▶ **Records in a dataset**
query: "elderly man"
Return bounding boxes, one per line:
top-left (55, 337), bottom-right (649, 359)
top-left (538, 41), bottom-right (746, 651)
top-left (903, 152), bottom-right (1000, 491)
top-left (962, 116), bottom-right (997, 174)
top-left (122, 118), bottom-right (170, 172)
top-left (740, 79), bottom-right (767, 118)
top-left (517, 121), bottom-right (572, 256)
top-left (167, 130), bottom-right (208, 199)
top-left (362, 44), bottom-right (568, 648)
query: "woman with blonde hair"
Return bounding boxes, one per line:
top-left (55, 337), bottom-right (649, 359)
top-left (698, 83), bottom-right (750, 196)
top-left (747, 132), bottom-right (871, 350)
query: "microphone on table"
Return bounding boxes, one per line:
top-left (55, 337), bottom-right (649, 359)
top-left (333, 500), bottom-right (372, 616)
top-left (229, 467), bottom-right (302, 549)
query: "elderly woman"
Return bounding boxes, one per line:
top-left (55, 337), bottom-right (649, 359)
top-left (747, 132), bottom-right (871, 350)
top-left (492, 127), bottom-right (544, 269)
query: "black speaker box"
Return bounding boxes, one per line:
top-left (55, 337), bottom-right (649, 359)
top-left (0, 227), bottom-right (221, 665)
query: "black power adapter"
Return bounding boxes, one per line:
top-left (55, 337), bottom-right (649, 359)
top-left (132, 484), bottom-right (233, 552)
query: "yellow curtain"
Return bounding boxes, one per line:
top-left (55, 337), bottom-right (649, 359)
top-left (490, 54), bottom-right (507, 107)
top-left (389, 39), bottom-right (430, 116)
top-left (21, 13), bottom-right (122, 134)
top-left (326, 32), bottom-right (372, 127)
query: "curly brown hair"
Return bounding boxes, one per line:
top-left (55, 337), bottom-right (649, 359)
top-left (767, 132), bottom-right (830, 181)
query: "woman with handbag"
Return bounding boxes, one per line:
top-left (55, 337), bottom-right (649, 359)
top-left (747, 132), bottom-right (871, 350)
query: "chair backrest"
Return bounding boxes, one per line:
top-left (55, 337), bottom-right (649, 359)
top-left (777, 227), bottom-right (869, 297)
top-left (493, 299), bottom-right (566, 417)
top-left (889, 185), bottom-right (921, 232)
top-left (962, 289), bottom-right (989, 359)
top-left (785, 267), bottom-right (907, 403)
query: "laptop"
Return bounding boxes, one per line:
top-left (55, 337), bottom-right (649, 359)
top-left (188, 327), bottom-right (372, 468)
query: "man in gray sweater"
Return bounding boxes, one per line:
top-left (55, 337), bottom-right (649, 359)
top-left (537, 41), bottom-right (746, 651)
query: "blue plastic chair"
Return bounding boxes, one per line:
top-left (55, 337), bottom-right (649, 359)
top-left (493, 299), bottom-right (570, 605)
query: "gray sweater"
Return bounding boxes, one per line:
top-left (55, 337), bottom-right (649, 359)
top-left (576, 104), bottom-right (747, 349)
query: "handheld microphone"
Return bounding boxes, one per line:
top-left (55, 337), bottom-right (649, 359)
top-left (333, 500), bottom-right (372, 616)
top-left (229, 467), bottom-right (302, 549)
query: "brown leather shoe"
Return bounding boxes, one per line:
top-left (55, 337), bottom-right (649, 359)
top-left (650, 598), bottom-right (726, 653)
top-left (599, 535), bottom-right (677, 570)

▶ **Your goal**
Please rewrite the records from the start up to and including the line with "top-left (362, 44), bottom-right (568, 648)", switching "elderly man" to "older man" and leaving everything else unchanged.

▶ **Answer in full**
query: "older man"
Return bounding boxes, one per line:
top-left (55, 337), bottom-right (649, 359)
top-left (538, 41), bottom-right (746, 651)
top-left (903, 152), bottom-right (1000, 491)
top-left (962, 116), bottom-right (997, 174)
top-left (122, 118), bottom-right (170, 172)
top-left (740, 79), bottom-right (767, 118)
top-left (517, 121), bottom-right (572, 256)
top-left (167, 130), bottom-right (208, 199)
top-left (362, 44), bottom-right (568, 648)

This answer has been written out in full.